::: EXTRACT TO READ :::
# anyone have an example of a homemade enclosure for large mantids?



## lovemymantisfriends (Jun 27, 2018)

I am looking for pictures/ideas for giant species.  

I have chinese (L2) so in 2oz cups for now.  Will move them up to deli cups....and then?

I have 1 giant rainforest and 1 giant aftrican on the way.  I know the will need much larger enclosures.  

What have you made?  (yes, i did read and reread the dedicated housing construction post).  I just want to see how you all have gotten creative.  I am using deli cups from the grocery store, sauce cups from a local restaurant,  2 boxes from the dollar store.  I do also have mason jars (understand those are hard to grip).  I am currently using paper towel in the small sauce cups.  I have cocounut substrate, a thick Popsicle stick, and an artificial flower in the deli cups.  

any input is welcome!  thanks!


----------



## ausar318 (Jun 27, 2018)

Hey @lovemymantisfriends 

Ive raised a few generations of Chinese mantises, and can tell you that they are a very fun and easy species to keep. The other ones are pretty cool too ?. 

Heres a couple pics of my enclosures. The big one is a 55 gallon aquarium that I divided down the middle (making each side about 12x20x24. Added some past substrate to the botttom, plants, etc. I prefer live plants, but a mix of real and fake works pretty well. The big flowers are quite obviously the fake ones. The big green leaves are actually jack-in-the-pulpits that I transplanted from my woods. That are growing pretty good, and they need extra water, so they keep the humidity pretty high, right where it needs to be. Here’s a pic or this one:

 



this next next one is one that I just finished a few days ago. I found this nice huge piece of old, rotted (but dry) piece of wood, and I thought it would look cool in an aquarium of its own. So I went out and bought a ten gallon aquarium, and fixed it up more of a desert environment. It’s still nice and humid/warm in there for the little gal (you can see her on the back ?) the flowers are fake on this one, but I think they are a nice touch. For the kids on both of them, I built them with screen and wooden trim. It’s much cheaper than buying them, especially if you’re cheap like me ?. Here’s a pic of this one:




At the end of the day, if you are on the fence about whether or not you should build a nice enclosure for them, I would definitely do it. Making the cage is half the fun, I thought!
::: GIVEN ENTRIES :::
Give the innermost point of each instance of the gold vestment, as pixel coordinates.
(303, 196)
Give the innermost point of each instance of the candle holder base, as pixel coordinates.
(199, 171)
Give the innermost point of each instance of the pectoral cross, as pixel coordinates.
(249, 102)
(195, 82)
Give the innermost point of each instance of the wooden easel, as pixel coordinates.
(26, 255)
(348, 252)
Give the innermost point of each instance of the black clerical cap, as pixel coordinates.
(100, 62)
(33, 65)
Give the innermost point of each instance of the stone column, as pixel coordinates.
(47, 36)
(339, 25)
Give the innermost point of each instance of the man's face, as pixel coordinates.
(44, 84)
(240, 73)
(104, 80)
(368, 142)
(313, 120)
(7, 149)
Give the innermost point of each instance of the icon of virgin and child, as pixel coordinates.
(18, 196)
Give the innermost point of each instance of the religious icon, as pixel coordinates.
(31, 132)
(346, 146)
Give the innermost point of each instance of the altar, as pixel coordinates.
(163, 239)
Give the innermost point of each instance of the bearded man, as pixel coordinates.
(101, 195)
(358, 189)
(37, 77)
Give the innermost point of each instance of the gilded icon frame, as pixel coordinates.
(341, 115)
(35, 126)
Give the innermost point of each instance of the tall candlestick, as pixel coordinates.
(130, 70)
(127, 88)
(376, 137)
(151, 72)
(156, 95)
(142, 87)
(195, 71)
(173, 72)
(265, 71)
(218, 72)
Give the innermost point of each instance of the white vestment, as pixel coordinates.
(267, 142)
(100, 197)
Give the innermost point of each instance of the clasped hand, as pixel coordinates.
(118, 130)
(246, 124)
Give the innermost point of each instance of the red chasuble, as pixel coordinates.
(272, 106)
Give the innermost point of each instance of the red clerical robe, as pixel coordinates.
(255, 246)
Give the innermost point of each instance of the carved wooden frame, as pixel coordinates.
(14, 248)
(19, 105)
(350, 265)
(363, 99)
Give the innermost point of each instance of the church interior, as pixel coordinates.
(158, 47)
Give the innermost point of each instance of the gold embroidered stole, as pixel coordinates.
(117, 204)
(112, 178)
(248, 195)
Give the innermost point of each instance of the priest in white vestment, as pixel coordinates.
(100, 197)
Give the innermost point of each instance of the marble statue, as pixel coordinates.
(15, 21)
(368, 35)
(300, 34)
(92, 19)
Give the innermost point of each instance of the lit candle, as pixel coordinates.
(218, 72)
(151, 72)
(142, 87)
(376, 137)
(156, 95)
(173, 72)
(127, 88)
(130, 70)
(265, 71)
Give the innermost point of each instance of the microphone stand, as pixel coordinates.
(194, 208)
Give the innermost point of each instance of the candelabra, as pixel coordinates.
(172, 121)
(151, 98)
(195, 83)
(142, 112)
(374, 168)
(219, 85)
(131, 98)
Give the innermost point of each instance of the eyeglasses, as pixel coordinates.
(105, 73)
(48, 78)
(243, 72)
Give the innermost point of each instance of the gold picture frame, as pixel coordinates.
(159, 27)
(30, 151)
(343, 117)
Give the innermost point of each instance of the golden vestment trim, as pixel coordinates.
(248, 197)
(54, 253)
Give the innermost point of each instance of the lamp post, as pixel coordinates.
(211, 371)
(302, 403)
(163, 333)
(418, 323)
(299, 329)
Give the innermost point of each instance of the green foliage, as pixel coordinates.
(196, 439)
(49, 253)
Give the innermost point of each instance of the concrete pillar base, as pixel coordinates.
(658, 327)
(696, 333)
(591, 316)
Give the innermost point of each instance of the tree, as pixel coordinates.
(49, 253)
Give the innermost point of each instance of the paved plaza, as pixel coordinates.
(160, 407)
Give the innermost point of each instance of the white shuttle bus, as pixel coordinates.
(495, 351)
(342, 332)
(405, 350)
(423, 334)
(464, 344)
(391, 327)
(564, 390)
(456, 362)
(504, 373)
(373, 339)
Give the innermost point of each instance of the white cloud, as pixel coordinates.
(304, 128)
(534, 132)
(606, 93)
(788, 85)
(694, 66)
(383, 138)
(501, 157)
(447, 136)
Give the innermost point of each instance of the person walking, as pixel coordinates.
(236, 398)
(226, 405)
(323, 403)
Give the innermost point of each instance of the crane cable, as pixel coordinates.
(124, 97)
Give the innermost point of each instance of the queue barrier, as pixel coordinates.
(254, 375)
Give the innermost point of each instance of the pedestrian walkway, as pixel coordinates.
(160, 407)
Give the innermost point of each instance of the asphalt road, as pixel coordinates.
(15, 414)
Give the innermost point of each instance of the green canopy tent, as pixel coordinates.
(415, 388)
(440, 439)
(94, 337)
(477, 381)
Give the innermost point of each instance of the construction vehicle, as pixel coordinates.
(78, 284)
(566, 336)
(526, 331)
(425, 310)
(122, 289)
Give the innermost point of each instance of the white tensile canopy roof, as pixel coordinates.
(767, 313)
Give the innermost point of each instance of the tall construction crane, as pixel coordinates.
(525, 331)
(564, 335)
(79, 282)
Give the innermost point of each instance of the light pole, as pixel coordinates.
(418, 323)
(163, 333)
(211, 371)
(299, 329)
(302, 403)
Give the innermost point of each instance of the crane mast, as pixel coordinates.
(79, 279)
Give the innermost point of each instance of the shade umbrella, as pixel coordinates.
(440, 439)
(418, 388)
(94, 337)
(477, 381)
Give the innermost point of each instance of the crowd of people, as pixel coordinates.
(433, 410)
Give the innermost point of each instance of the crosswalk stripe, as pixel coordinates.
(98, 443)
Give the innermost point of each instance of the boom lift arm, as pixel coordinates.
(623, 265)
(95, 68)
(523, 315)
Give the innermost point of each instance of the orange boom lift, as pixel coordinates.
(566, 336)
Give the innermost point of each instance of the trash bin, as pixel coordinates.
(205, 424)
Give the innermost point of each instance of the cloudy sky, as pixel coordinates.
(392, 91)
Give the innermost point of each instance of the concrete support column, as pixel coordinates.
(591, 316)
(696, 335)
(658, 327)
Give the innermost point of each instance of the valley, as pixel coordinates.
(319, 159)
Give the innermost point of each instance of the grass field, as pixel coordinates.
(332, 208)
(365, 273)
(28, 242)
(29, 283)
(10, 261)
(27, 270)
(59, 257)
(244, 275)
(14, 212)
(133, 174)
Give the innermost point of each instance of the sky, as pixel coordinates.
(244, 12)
:::
## WHAT IS REQUIRED
Extract the passage from the mantis enclosure thread that begins at the words "## lovemymantisfriends (Jun" and stops after "the deli cups.", copying it word for word.

## RESULT FOR THIS EXERCISE
## lovemymantisfriends (Jun 27, 2018)

I am looking for pictures/ideas for giant species.  

I have chinese (L2) so in 2oz cups for now.  Will move them up to deli cups....and then?

I have 1 giant rainforest and 1 giant aftrican on the way.  I know the will need much larger enclosures.  

What have you made?  (yes, i did read and reread the dedicated housing construction post).  I just want to see how you all have gotten creative.  I am using deli cups from the grocery store, sauce cups from a local restaurant,  2 boxes from the dollar store.  I do also have mason jars (understand those are hard to grip).  I am currently using paper towel in the small sauce cups.  I have cocounut substrate, a thick Popsicle stick, and an artificial flower in the deli cups.